_Given instruction_:
Count the lines in the entries below that contain the string "item", and reply with only that number.

_Data lines_:
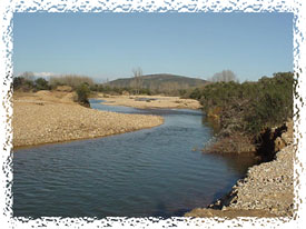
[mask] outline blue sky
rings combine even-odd
[[[292,13],[14,13],[13,68],[101,82],[175,73],[240,81],[293,71]],[[46,73],[48,74],[48,73]]]

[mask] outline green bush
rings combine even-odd
[[[89,101],[88,101],[88,97],[90,94],[89,84],[86,82],[79,84],[76,89],[76,92],[77,92],[77,101],[85,107],[89,107]]]
[[[49,90],[50,89],[49,82],[43,78],[38,78],[34,81],[34,87],[37,90]]]
[[[268,127],[293,117],[292,72],[263,77],[257,82],[216,82],[195,89],[189,98],[200,101],[206,113],[218,108],[221,132],[258,136]]]

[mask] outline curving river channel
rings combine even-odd
[[[165,123],[16,150],[16,217],[182,216],[227,193],[255,163],[249,157],[201,153],[214,135],[201,111],[90,102],[93,109],[160,114]]]

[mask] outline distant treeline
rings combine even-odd
[[[258,136],[263,129],[293,118],[293,86],[292,72],[278,72],[257,82],[209,83],[184,97],[200,101],[204,112],[219,122],[220,136]]]

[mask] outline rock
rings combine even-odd
[[[278,152],[279,150],[282,150],[282,149],[284,149],[284,148],[286,147],[285,141],[284,141],[283,138],[280,138],[280,137],[277,137],[277,138],[275,139],[274,145],[275,145],[274,150],[275,150],[276,152]]]

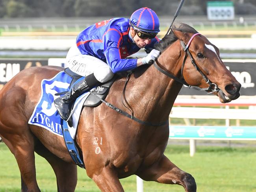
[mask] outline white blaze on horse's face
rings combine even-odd
[[[215,49],[214,48],[214,47],[213,47],[212,45],[208,45],[206,43],[204,44],[205,45],[205,46],[206,47],[206,48],[208,48],[208,49],[210,49],[210,50],[211,50],[211,51],[213,52],[214,53],[215,53],[215,54],[216,54],[216,55],[217,55],[217,57],[218,57],[218,59],[219,59],[219,60],[220,61],[221,59],[219,57],[219,56],[217,54],[217,52],[216,52],[216,50],[215,50]]]

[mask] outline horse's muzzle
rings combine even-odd
[[[228,97],[231,100],[235,100],[239,97],[240,93],[239,91],[241,88],[241,84],[239,83],[229,84],[225,87],[225,90],[228,94]]]

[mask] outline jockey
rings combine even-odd
[[[159,41],[159,20],[154,11],[143,7],[135,11],[130,19],[113,18],[90,26],[77,36],[69,49],[67,61],[69,68],[85,78],[54,100],[60,116],[67,121],[77,98],[111,79],[114,74],[133,69],[154,61],[160,54],[153,49],[138,59],[126,59],[142,48],[152,48]]]

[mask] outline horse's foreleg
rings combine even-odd
[[[137,175],[145,181],[182,185],[186,192],[197,191],[194,177],[180,170],[164,155],[159,161],[150,167],[141,170]]]
[[[74,191],[77,183],[77,165],[65,162],[41,143],[37,144],[35,151],[45,158],[52,166],[57,179],[58,192]]]
[[[88,170],[87,170],[88,171]],[[112,169],[108,167],[104,167],[98,171],[94,170],[94,173],[91,175],[87,172],[87,175],[96,183],[102,192],[124,192],[117,174]]]

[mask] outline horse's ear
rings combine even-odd
[[[180,40],[186,42],[189,39],[189,34],[187,33],[184,33],[173,29],[173,33],[175,36],[178,37],[178,39]]]

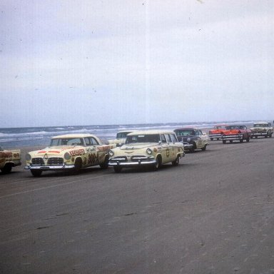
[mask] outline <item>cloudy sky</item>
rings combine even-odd
[[[274,119],[274,1],[2,0],[0,127]]]

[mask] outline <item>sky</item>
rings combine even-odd
[[[273,120],[274,1],[1,0],[0,127]]]

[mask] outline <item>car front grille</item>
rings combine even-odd
[[[48,165],[61,166],[64,163],[63,158],[51,157],[48,160]]]
[[[31,163],[33,165],[44,165],[43,158],[33,158],[31,159]]]

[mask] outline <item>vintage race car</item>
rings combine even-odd
[[[216,139],[218,141],[220,138],[220,133],[225,129],[227,125],[216,125],[213,129],[208,131],[208,137],[211,141]]]
[[[258,138],[258,136],[268,138],[272,137],[273,127],[271,126],[271,123],[258,122],[253,124],[253,126],[250,128],[250,131],[251,138]]]
[[[116,138],[113,140],[108,140],[108,144],[115,144],[116,146],[121,146],[125,143],[126,136],[134,131],[119,131],[116,134]]]
[[[92,134],[68,134],[51,138],[49,146],[26,155],[26,166],[34,176],[43,171],[71,170],[99,165],[108,168],[110,145],[103,145]]]
[[[232,143],[235,140],[240,141],[240,143],[243,143],[244,140],[249,142],[251,131],[245,126],[226,126],[225,129],[222,131],[220,134],[223,143],[226,143],[227,141]]]
[[[178,166],[185,156],[183,145],[169,131],[140,131],[128,134],[126,143],[109,151],[109,166],[115,172],[123,168],[151,166],[156,171],[162,164]]]
[[[186,151],[194,152],[196,149],[206,151],[209,145],[208,136],[195,128],[183,128],[174,130],[178,141],[182,142]]]
[[[9,173],[14,166],[21,165],[20,149],[4,150],[0,147],[0,170],[3,173]]]

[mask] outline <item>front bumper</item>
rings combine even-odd
[[[221,135],[220,133],[215,133],[215,134],[208,134],[208,137],[210,138],[220,138]]]
[[[74,165],[62,165],[62,166],[31,166],[28,165],[25,166],[25,169],[39,169],[42,171],[64,171],[66,169],[73,169],[75,168]]]
[[[235,135],[222,135],[220,140],[233,141],[233,140],[243,140],[243,134],[235,134]]]

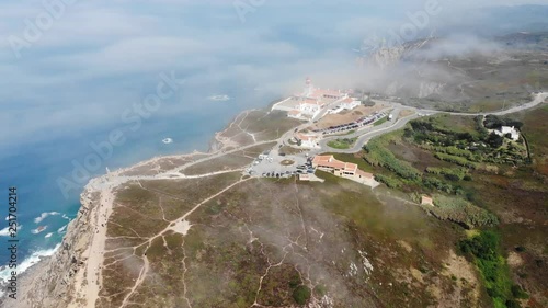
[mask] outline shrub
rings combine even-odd
[[[469,229],[499,224],[499,219],[492,213],[459,197],[436,195],[434,196],[434,207],[426,207],[432,215],[442,220],[461,224]]]
[[[293,299],[295,299],[295,303],[299,305],[305,305],[307,304],[308,299],[310,299],[311,290],[309,287],[299,285],[295,290],[293,292]]]

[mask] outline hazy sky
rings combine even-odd
[[[160,72],[184,77],[176,100],[207,96],[195,92],[227,82],[290,91],[306,76],[349,85],[356,78],[352,48],[401,30],[432,1],[2,1],[0,148],[114,123],[155,89]],[[547,2],[439,0],[422,32],[490,5]],[[202,107],[184,102],[162,112]]]

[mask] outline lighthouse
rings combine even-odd
[[[302,96],[309,98],[310,95],[312,95],[312,92],[313,92],[312,80],[310,79],[310,77],[307,77],[307,80],[305,81],[305,93]]]

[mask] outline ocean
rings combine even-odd
[[[156,156],[186,153],[193,150],[207,151],[216,132],[224,129],[240,112],[250,107],[264,107],[275,98],[261,93],[229,93],[228,101],[210,101],[204,98],[197,104],[214,107],[197,107],[180,113],[163,113],[145,121],[142,127],[125,136],[127,141],[115,147],[110,159],[94,176],[105,173],[105,168],[115,170],[129,167]],[[207,96],[207,95],[206,95]],[[90,142],[105,140],[109,133],[119,124],[87,132],[84,135],[55,138],[42,144],[18,141],[13,151],[0,158],[0,242],[8,248],[9,230],[4,217],[9,214],[8,189],[18,190],[18,274],[21,274],[42,258],[52,255],[67,231],[68,223],[80,208],[80,193],[84,184],[64,195],[57,180],[71,179],[72,161],[82,161],[93,152]],[[172,138],[172,144],[162,139]],[[0,280],[10,276],[5,265],[11,254],[0,249]]]

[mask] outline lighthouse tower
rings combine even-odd
[[[302,96],[310,98],[312,95],[312,92],[313,92],[312,80],[310,79],[310,77],[307,77],[305,84],[306,84],[305,85],[305,93]]]

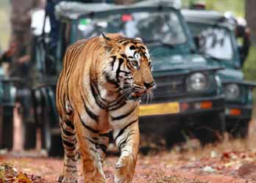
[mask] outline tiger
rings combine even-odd
[[[141,38],[104,34],[68,48],[56,91],[64,146],[59,182],[106,182],[103,163],[110,138],[120,151],[114,182],[131,182],[140,133],[139,104],[154,81],[149,50]]]

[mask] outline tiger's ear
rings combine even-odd
[[[103,32],[102,32],[102,37],[104,38],[104,48],[107,51],[110,51],[113,47],[112,39],[106,36]]]
[[[107,36],[106,36],[105,34],[104,34],[103,32],[102,32],[102,36],[105,40],[106,42],[111,41],[110,37],[108,37]]]
[[[136,37],[135,40],[139,40],[139,41],[143,41],[141,37]]]

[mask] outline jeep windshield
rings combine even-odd
[[[199,38],[200,53],[217,60],[233,59],[233,47],[230,31],[224,27],[189,23],[194,36]]]
[[[91,18],[80,18],[77,30],[77,39],[99,36],[101,32],[118,32],[128,37],[141,37],[150,45],[171,48],[187,41],[179,17],[174,10],[95,13]]]

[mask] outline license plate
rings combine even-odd
[[[140,105],[140,116],[179,113],[179,102]]]

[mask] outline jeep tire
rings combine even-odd
[[[194,136],[202,146],[223,140],[226,128],[224,113],[209,114],[199,121],[199,125],[194,130]]]

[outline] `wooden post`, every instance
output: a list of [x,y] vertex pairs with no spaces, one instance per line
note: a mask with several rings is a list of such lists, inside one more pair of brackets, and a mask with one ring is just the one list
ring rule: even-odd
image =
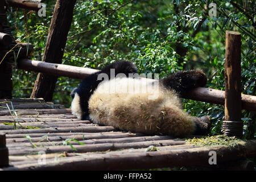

_Exercise response_:
5